# [Aufgabe]
Schreibe den Abschnitt des Forumsthreads zum Etikettendruck, beginnend bei "# Etikettendruck" und endend bei "Information bekommen sollen.", noch einmal ab und benenne dabei "Java-App" in "Python-App" um.

# Etikettendruck



## DellCapone (12. Nov 2009)

Hallo Forum-Gemeinde.
Folgende Situation: Es wird wöchentlich Etiketten gedruckt. Für jede Person wird eine andere Information auf das Etiketten gedruckt. Es gibt auch Personen, die die gleiche Information auf dem Etikett haben.
Könnte man dieses Problem mit einer kleinen Java-App lösen?
Mein Gedanke wäre:
-Erfassen der Informationen.
-Personen auswählen, die die gleiche Informationen haben oder eine andere Information bekommen sollen.
-Etikettenstreifen drucken.

Bitte um eure Meinungen und Vorschläge.


----------



## javimka (12. Nov 2009)

Klar sollte das gehen.


----------



## DellCapone (12. Nov 2009)

# [Datenauszug]
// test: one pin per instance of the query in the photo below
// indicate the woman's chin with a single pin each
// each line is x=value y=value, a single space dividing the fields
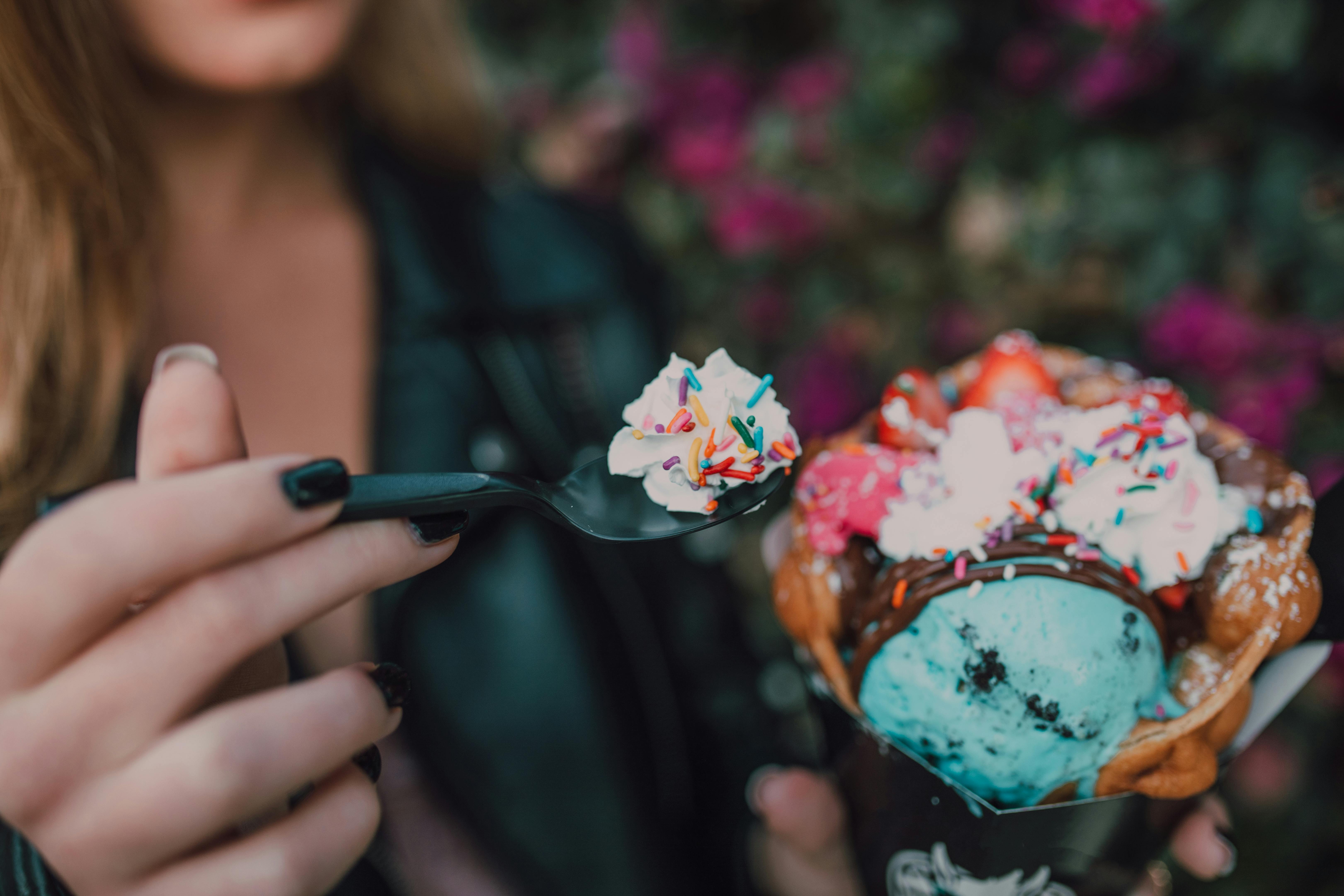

# [Endgültige Antwort]
# Etikettendruck



## DellCapone (12. Nov 2009)

Hallo Forum-Gemeinde.
Folgende Situation: Es wird wöchentlich Etiketten gedruckt. Für jede Person wird eine andere Information auf das Etiketten gedruckt. Es gibt auch Personen, die die gleiche Information auf dem Etikett haben.
Könnte man dieses Problem mit einer kleinen Python-App lösen?
Mein Gedanke wäre:
-Erfassen der Informationen.
-Personen auswählen, die die gleiche Informationen haben oder eine andere Information bekommen sollen.